— begin Document extract —

PLAINTIFF’S ARGUMENT


11. `Mr. Wagner on behalf of the Plaintiffs has submitted that:

11.1. The terms of the agreement concerned set out in paragraphs 7.1, 7.12. 171.3.1, 7.3.2, 7.3.33 (a) and (b), 7.3.4 and 7.3.6 of the particulars of claim are not terms relating to the alienation of land. He contends that the terms contained in 7.3.4 contains nothing more than the appointment of the first plaintiff as an estate agent, which appointment does not have to be in writing. It is further contended that the alleged terms of alienation of land relate to the agreements that will be entered into in the future between the eventual seller and purchasers. It is further contended that it is not disputed by the first defendant that the agreement concerned has since been given effected to between the parties concerned.


11.2. It is further contended that in the event that the provisions of clause 7.3.3(c), read with clause 7.3.5, and or clause 7.3.4 is ab initio void due too non-compliance with the said formalities, it does not have the consequence that the whole of the agreement between the parties is of necessity also void nor does it mean that the party relying on the rights and obligations arising from the remainder of the agreement can now choose to remain silent about all of the terms agreed upon, even if some of those terms cannot be enforced:


11.3. It is further contended that this is a matter of interpretation of the agreement and that the principle is that matters relating to interpretation are in general not susceptible for decision by way of exception, unless it can be shown by the excipient that on any construction of the agreement the claim is excipiable.6 It is further submitted that a pleading is only exciapable on the basis that no possible evidence led on the pleading can disclose a cause of action7. It is further submitted that evidence regarding background and circumstance relating to the correct interpretation of the agreements is admissible and that an exception will not be upheld unless it is covered by the terms of the exception as pleaded.8


11.4. It is further contended that the exception is premised only on the allegation that the whole agreement is void ab initio, and does not provide for an alternative relating to the divisibility of the agreement. The relief sought in clause 11, save for clause 11.1.2. (c), is not relief aimed at enforcing the alienation of land, but relates to the obligations of the First Defendant arising from provisions of the agreement that pertains to the other obligations and that the relief sought in clause 14 is also not relief aimed at enforcing the alienation of land, but provides for the exact opposite and that accordingly the exception cannot be upheld on the grounds contained in paragraph 1.

— end Document extract —
— begin Supplied data —

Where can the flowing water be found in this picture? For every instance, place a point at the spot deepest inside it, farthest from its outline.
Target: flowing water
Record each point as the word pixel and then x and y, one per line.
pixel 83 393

— end Supplied data —

■ **What to work on**:
A) Reproduce the plaintiff's argument passage from "11.4. It is" up to and including "in paragraph 1.".
B) In the plaintiff's argument passage, what is the term in 7.3.4 said to contain nothing more than?

■ **Task-by-task results**:
A)
11.4. It is further contended that the exception is premised only on the allegation that the whole agreement is void ab initio, and does not provide for an alternative relating to the divisibility of the agreement. The relief sought in clause 11, save for clause 11.1.2. (c), is not relief aimed at enforcing the alienation of land, but relates to the obligations of the First Defendant arising from provisions of the agreement that pertains to the other obligations and that the relief sought in clause 14 is also not relief aimed at enforcing the alienation of land, but provides for the exact opposite and that accordingly the exception cannot be upheld on the grounds contained in paragraph 1.

B) The appointment of the first plaintiff as an estate agent.